[Image-grounded pointing data]
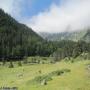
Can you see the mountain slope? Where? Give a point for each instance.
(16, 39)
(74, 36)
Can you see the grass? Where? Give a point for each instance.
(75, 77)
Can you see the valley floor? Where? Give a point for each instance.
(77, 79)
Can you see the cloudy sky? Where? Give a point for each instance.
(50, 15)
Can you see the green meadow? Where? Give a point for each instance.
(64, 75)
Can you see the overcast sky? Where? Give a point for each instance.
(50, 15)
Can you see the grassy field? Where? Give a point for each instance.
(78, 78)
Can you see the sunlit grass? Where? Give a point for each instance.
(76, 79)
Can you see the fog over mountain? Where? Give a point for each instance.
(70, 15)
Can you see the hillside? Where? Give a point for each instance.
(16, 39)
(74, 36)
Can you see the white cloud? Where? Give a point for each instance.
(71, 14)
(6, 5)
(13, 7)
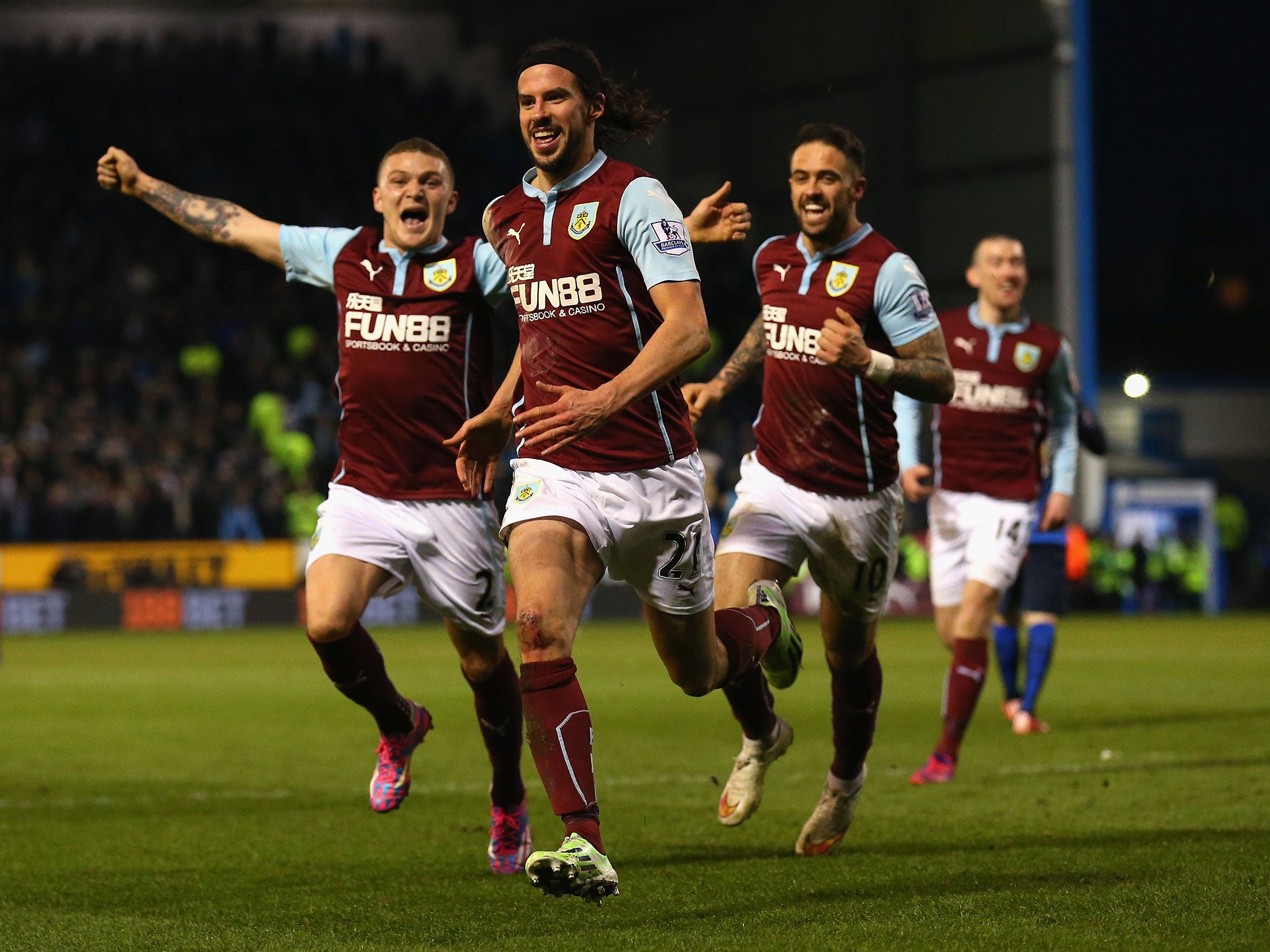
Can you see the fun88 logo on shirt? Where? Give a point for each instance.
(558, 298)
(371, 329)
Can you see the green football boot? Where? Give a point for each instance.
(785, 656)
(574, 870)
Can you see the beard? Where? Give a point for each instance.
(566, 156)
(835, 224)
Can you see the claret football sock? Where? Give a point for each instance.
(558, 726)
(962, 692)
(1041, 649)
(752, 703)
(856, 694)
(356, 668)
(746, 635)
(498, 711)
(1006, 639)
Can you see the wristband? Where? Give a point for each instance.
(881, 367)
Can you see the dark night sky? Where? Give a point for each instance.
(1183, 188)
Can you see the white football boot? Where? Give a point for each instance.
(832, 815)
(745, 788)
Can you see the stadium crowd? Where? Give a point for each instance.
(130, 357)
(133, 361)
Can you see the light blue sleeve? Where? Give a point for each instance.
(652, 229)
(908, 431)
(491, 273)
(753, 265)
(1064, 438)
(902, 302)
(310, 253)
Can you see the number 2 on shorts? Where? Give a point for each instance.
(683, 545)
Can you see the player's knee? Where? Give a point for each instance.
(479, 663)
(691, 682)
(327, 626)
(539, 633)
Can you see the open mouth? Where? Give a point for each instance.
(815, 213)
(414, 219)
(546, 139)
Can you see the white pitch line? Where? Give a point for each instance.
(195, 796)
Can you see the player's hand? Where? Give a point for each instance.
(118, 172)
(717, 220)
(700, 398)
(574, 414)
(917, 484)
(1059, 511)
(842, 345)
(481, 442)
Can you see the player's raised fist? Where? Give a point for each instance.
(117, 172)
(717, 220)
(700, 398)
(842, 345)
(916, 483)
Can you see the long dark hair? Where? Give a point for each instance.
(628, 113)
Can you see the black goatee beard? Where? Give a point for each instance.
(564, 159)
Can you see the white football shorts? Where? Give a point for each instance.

§ **Problem requirements**:
Retype every entry exactly as written, but omit the pictures.

§ **Exercise response**:
Can you see the mountain slope? Where? Give a point for each instance.
(16, 39)
(74, 36)
Can you see the grass? Where? Give a point for each instance.
(75, 77)
Can you see the valley floor? Where? Give a point for each instance.
(77, 79)
Can you see the cloudy sky? Where? Give a point for each instance.
(50, 15)
Can you see the green meadow? Where? Give a point for each instance.
(64, 75)
Can you see the overcast sky? Where? Give a point for each instance.
(50, 15)
Can you see the grassy field? Where? Give a point for each instance.
(78, 78)
Can you see the sunlit grass? Where? Give a point for each instance.
(76, 79)
Can you see the fog over mountain? Where? Give a point for each instance.
(70, 15)
Can you see the hillside? Where? Give a point for each instance.
(16, 39)
(74, 36)
Can you see the white cloud? Where? Give a point for each instance.
(71, 14)
(6, 5)
(13, 7)
Can you see the fun88 logo on shirt? Where? Give a point for each instance.
(558, 298)
(371, 329)
Can you see the green football boot? Where? Give a point for each instance.
(785, 656)
(574, 870)
Can you see the beard? Where? Give a point for each instance.
(566, 156)
(835, 224)
Can you see the claret football sock? Where? Give a point for each instance.
(558, 726)
(962, 692)
(1041, 649)
(752, 703)
(856, 694)
(356, 668)
(746, 635)
(498, 711)
(1006, 639)
Can you see the wristband? Where? Give a point for each instance.
(881, 367)
Can you see the dark night sky? Where? Give a point for each instance.
(1183, 188)
Can you see the white football boot? Where? Give a point for each instance.
(832, 815)
(745, 788)
Can you see the stadium crowd? Where? Give a point for each instance.
(130, 357)
(133, 361)
Can you see the light blue sleeve? Where? Give a point for each instance.
(652, 229)
(908, 431)
(491, 273)
(753, 265)
(1064, 438)
(902, 302)
(310, 253)
Can you see the number 2 on shorts? Where? Give a point for each instance.
(683, 545)
Can you see the player's knee? Where? Give a point for each instance.
(479, 663)
(691, 682)
(327, 626)
(539, 633)
Can you see the open mouth? Where? Give a point for each instance.
(815, 213)
(414, 219)
(546, 139)
Can you see the white pitch line? Where? Give a point for each instance.
(195, 796)
Can you see the player's hand? Where? Give a point for each instance.
(118, 172)
(717, 220)
(700, 398)
(574, 414)
(917, 484)
(1059, 511)
(842, 345)
(481, 442)
Can you see the player's raised fist? Where? Give a point for each instance.
(117, 172)
(717, 220)
(700, 398)
(842, 345)
(916, 483)
Can you see the long dark hair? Where? Give a point for each instance.
(628, 113)
Can you see the black goatee beard? Where? Give a point for each instance.
(564, 159)
Can you see the white football shorts? Where? Give a point for each instance.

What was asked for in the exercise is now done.